Problems
1. Answer the following questions using the excerpt on infrared characterization of SAMs.
(a) On what kinds of surfaces are SAMs typically assembled?
(b) How many methods are available to probe the chemistries of these materials in the infrared?
(c) In what mode is the IR radiation reflected from the substrate to the detector when very thin coatings on metal surfaces are examined?
2. Extend the excerpt on infrared characterization of SAMs, beginning after its final sentence.

Selected excerpt
──────────
SAMs are typically assembled on metal or metal oxide surfaces. Other substrates such as glass are also used depending on the application. Characterization of these ultrathin films can take many forms. Scanning probe microscopy techniques provide morphological information. Electrochemical characterization is also used. Infrared (IR) and Raman spectroscopies are used routinely to characterize these supramolecular systems.

Methods of Infrared Characterization

Three methods are available to probe the chemistries of these materials in the infrared, each with their own advantages and disadvantages. In some cases, the techniques provide similar results and the choice can be made based on simplicity and cost. In other cases, the choice is not as simple.

Infrared Reflection Absorption Spectroscopy (IRRAS)

Very thin coatings on metal surfaces can be examined by reflection of the IR radiation from the substrate to the detector in a specular reflectance mode.
──────────
Stored records
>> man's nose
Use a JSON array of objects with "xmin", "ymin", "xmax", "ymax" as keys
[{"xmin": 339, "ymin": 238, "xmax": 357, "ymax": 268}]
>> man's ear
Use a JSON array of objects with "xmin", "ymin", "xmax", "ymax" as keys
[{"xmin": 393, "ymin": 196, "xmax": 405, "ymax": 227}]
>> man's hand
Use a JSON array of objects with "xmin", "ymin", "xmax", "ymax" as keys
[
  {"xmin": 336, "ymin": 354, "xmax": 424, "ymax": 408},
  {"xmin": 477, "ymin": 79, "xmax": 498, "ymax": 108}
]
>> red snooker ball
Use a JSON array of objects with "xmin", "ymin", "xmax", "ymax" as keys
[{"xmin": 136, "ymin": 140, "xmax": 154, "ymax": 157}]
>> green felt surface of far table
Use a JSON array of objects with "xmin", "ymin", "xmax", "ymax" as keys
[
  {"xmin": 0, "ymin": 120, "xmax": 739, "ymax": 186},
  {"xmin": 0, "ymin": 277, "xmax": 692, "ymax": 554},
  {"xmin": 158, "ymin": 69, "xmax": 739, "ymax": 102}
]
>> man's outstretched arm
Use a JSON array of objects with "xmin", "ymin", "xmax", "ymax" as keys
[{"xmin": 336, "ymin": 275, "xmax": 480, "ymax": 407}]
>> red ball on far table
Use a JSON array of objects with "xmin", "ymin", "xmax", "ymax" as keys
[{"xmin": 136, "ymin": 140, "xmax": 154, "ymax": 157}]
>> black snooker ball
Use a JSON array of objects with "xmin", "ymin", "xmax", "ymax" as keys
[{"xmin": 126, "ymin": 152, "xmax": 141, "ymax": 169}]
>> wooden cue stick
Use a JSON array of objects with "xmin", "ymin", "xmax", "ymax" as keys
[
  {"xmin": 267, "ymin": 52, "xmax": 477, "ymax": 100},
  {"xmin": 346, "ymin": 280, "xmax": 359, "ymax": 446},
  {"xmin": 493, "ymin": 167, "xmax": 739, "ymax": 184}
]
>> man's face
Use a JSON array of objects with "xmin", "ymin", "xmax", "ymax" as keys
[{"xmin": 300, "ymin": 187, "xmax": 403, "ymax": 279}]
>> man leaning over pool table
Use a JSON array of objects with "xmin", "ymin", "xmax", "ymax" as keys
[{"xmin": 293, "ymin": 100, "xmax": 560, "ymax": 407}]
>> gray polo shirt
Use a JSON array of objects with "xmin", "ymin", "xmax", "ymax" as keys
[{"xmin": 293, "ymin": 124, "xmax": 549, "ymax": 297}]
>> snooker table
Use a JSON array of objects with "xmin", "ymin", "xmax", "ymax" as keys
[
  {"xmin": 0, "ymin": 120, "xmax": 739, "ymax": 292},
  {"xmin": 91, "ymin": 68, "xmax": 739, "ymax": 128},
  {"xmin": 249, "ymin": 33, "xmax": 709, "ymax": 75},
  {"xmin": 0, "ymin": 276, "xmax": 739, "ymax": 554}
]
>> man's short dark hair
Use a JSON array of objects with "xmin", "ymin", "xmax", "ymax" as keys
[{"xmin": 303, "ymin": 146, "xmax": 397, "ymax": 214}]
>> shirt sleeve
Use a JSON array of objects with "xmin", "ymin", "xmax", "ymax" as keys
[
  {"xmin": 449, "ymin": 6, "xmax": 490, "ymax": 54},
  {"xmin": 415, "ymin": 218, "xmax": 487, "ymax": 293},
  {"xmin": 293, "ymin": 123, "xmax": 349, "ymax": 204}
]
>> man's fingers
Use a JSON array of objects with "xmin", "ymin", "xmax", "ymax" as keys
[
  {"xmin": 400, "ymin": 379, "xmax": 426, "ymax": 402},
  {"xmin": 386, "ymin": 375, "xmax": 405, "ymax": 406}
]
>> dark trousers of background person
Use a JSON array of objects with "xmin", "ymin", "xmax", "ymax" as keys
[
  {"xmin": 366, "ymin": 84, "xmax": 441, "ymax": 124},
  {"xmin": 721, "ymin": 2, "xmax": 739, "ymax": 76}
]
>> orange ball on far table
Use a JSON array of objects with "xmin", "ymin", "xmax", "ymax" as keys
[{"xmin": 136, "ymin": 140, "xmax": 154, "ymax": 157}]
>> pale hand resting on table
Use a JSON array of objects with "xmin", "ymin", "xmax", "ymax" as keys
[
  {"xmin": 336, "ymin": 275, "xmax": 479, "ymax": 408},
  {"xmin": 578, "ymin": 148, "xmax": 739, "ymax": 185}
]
──────────
Task-by-task outputs
1.
(a) Metal or metal oxide surfaces.
(b) Three.
(c) A specular reflectance mode.

2.
Specular reflectance is an external reflection method in which light is reflected from a smooth solid surface where the angle of incidence on the sample is exactly equal to the angle of reflection. Specular reflection spectroscopy comprises two distinct types of examinations. The first consists of a metal (a highly reflecting substrate) on which a material has been deposited (for example, films or contaminants). This would be the type of examination applicable to SAMs. The second type of reflection examination involves the reflection from the front surface of a sample (similar to a reflection from a mirror surface).

In the situation of a coating on a reflective surface, the IR beam that is reflected from the metal surface interacts with the coating (sample). As the metal is generally noninteracting, the resulting spectrum is actually an absorption spectrum of the coating material (that is, a reflection-absorption spectrum).

In the infrared reflection absorption spectroscopy (IRRAS) experiment, as the angles of incidence and therefore reflection change from near normal to near grazing, the pathlength increases providing more sample to interact with the IR radiation.

Films that are thinner than the wavelength of light do not give rise to a spectrum when the light is perpendicular to the surface since the standing wave has a node at the surface. There is no interaction with the sample. Parallel (p or 90°) polarized radiation on the other hand was shown by Greenler (2) to have a significant enhancement in the intensity for an absorbing species at close to grazing angle. This effect has been exploited in studying SAMs.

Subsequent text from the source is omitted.